**AIM**
Transcribe all of the data below word for word, leaving the pictures out of your answer.

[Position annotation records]
□ □ □ □ □
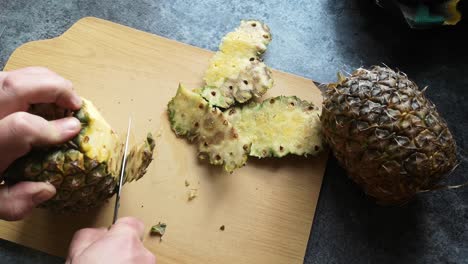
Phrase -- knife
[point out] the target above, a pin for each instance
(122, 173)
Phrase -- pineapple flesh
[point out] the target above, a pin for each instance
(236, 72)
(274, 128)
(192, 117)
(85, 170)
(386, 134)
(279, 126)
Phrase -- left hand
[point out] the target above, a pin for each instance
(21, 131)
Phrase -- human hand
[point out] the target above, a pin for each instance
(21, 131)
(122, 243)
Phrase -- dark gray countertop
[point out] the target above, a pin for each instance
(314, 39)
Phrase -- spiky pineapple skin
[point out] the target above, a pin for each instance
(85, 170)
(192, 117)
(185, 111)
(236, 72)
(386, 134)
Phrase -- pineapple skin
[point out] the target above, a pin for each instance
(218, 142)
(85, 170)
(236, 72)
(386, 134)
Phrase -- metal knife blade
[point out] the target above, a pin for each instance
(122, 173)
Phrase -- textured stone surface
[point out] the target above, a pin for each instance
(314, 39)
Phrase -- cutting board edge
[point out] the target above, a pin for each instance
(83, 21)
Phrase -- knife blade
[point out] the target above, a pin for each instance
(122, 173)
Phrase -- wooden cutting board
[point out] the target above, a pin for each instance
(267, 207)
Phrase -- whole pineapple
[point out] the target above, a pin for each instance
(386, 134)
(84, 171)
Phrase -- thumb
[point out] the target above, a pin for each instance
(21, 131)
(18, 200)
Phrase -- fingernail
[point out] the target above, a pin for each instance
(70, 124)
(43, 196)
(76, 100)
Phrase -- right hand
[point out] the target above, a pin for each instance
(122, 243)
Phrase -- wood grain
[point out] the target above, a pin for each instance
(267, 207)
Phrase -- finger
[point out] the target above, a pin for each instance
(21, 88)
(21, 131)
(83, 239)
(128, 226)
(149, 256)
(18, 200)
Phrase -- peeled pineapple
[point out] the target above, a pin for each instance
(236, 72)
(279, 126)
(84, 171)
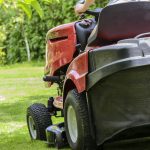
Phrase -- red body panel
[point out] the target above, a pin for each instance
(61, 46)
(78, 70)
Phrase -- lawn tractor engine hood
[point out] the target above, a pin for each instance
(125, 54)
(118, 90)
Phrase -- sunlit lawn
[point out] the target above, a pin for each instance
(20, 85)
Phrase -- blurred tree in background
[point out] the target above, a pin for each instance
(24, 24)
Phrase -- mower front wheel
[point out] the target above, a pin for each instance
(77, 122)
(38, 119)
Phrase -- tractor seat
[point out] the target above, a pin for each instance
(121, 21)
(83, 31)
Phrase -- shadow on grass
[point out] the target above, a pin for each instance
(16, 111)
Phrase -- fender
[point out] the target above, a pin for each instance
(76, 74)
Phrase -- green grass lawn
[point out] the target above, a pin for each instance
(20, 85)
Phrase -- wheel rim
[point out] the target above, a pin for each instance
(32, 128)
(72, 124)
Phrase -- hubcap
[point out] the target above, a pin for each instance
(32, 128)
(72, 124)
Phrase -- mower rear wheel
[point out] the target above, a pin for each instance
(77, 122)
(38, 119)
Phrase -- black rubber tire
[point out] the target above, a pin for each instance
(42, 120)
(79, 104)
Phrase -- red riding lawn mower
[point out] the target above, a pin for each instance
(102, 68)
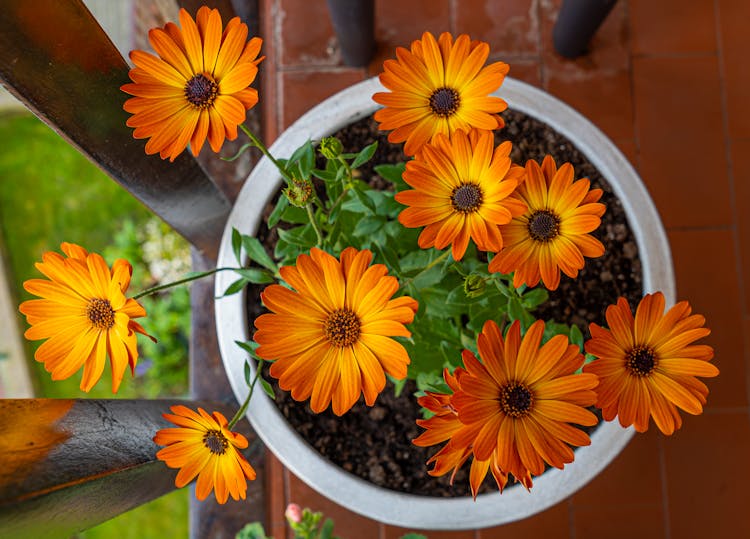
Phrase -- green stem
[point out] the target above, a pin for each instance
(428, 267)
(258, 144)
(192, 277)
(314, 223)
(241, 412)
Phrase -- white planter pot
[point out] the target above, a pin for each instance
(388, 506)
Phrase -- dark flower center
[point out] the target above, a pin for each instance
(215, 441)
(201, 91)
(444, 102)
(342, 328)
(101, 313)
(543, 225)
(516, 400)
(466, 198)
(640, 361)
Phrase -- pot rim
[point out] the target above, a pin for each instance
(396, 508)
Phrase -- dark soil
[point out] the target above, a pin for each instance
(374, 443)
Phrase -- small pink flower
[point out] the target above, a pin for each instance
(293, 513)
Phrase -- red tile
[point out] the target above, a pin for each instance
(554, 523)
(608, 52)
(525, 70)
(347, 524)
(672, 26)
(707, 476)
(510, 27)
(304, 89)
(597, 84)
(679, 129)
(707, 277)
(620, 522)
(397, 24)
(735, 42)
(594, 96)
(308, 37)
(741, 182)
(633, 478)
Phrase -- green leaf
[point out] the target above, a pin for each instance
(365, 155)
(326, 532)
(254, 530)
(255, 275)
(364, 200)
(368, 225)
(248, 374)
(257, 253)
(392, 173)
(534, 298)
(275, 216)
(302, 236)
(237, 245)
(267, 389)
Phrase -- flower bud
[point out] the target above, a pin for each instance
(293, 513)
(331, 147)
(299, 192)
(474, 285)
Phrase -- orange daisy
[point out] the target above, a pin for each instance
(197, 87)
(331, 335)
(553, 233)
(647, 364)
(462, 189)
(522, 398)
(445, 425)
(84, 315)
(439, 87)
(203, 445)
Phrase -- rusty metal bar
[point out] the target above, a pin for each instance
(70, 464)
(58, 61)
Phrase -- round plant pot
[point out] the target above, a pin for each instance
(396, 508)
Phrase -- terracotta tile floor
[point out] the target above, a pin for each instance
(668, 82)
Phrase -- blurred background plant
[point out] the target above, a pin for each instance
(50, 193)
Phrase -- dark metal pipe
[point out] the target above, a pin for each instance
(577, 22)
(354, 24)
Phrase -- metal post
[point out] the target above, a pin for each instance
□ □ □ □ □
**TASK SOLUTION**
Phrase -- knife
[point out] the target above, a pin for each instance
(122, 173)
Phrase -- pineapple flesh
[point out] the target above, a pin for each instance
(236, 72)
(274, 128)
(192, 117)
(85, 170)
(386, 134)
(279, 126)
Phrase -- left hand
[point out] the target above, a pin for each instance
(21, 131)
Phrase -- human hand
[point out] the target above, a pin for each instance
(21, 131)
(122, 243)
Phrase -- dark gray countertop
[point out] the target above, a pin for each instance
(314, 39)
Phrase -- spiky pineapple skin
[point out] the target above, a pin for each instance
(85, 170)
(192, 117)
(185, 111)
(236, 72)
(386, 134)
Phrase -- pineapple skin
[point out] the target above, a pin for each instance
(218, 142)
(85, 170)
(236, 72)
(386, 134)
Phrase -- metal knife blade
[point out] the target above, a pin for each instance
(122, 173)
Phrase -- textured stone surface
[point out] the target above, a pin for each instance
(314, 39)
Phrase -- cutting board edge
[point out] the target above, a pin for each instance
(83, 21)
Phrase -- knife blade
[point out] the target above, a pin for each instance
(122, 173)
Phrase -- wooden cutting board
[point out] the target above, a pin for each instance
(267, 207)
Phrase -- whole pineapple
[point out] the target above, a pin for each instance
(386, 134)
(84, 171)
Phrase -- thumb
[point out] the target above, a pin for each instance
(21, 131)
(18, 200)
Phrase -- fingernail
[point out] the target above, a pin for each instance
(70, 124)
(43, 196)
(76, 100)
Phrase -- right hand
[point out] the target above, a pin for each instance
(122, 243)
Phrase -- wood grain
[point out] the target above, a pin for each instance
(267, 207)
Phrase -- finger
[point out] the target above, a pin for each instance
(21, 88)
(21, 131)
(83, 239)
(128, 226)
(149, 256)
(18, 200)
Phrase -- peeled pineapple
[point out] the target above, a pin for each instance
(236, 72)
(279, 126)
(84, 171)
Phrase -- red body panel
[point out] the target above, a pin for each instance
(61, 46)
(78, 70)
Phrase -- lawn tractor engine hood
[point out] the target above, a pin for each instance
(125, 54)
(118, 90)
Phrase -- sunlit lawn
[point out] the target above, a pin for each instance
(20, 85)
Phrase -- blurred tree in background
[point out] the target above, a pin for each instance
(24, 24)
Phrase -- mower front wheel
[point out] the target above, a pin for each instance
(77, 122)
(38, 119)
Phrase -- tractor seat
[point out] the target above, a pin for each instance
(121, 21)
(83, 31)
Phrase -- shadow on grass
[point out] the target above, a pin for each instance
(16, 111)
Phrase -- fender
[point out] the target above, a pin for each instance
(76, 74)
Phrase -- green grass lawn
[point out] the target above, a pin for each instance
(20, 85)
Phrase -- wheel rim
[point out] the target above, a pin for each instance
(32, 128)
(72, 124)
Phrase -- hubcap
[point out] the target above, a pin for each instance
(32, 128)
(72, 124)
Phrase -- mower rear wheel
[point out] the target above, a pin for each instance
(77, 122)
(38, 119)
Phrase -- black rubber tire
[point out] the target above, a pin for each instance
(42, 120)
(79, 104)
Phrase -- red riding lawn mower
[point out] the target above, a pin for each instance
(102, 68)
Phrase -- green stem
[point out] the target above, a pin for each instance
(428, 267)
(258, 144)
(192, 277)
(314, 223)
(241, 412)
Phrase -- white planter pot
[point out] the target above, a pin for each instance
(388, 506)
Phrase -- dark flower center
[point out] the target above, a pin for each instance
(215, 441)
(201, 91)
(444, 102)
(342, 328)
(101, 313)
(543, 225)
(516, 400)
(466, 198)
(640, 361)
Phrase -- pot rim
[point out] the target above, a pin for each instance
(396, 508)
Phrase -- dark soil
[point out] the target above, a pin for each instance
(374, 443)
Phrase -- small pink flower
[point out] the target above, a pin for each instance
(293, 513)
Phrase -- red tile
[point out] the target above, a pin for each instance
(554, 523)
(608, 52)
(525, 70)
(347, 524)
(672, 26)
(707, 476)
(510, 27)
(304, 89)
(597, 84)
(679, 129)
(707, 277)
(620, 522)
(397, 24)
(735, 42)
(594, 96)
(308, 37)
(741, 182)
(633, 478)
Phrase -- green leaf
[point out] the target above, a pin for each instance
(365, 155)
(326, 532)
(254, 530)
(255, 275)
(364, 200)
(368, 225)
(248, 374)
(257, 253)
(392, 173)
(534, 298)
(275, 216)
(302, 236)
(237, 245)
(267, 389)
Phrase -- flower bud
[point out] the target above, a pin for each instance
(293, 513)
(331, 147)
(299, 192)
(474, 285)
Phrase -- orange daisy
[point out] the target above, a pin for each instance
(197, 87)
(331, 335)
(553, 233)
(647, 364)
(462, 189)
(522, 398)
(445, 425)
(84, 315)
(439, 87)
(203, 445)
Phrase -- rusty metal bar
[point out] the target above, a pin for each instance
(70, 464)
(58, 61)
Phrase -- round plant pot
[point out] the target above, a pin for each instance
(396, 508)
Phrase -- terracotta tile floor
[point out] the target above, a pin for each instance
(668, 82)
Phrase -- blurred background plant
[point out] the target above, a pin for each instance
(50, 193)
Phrase -- dark metal pipe
[point out] the target above, a pin for each instance
(577, 22)
(354, 24)
Phrase -- metal post
[point out] the target above, a pin for each instance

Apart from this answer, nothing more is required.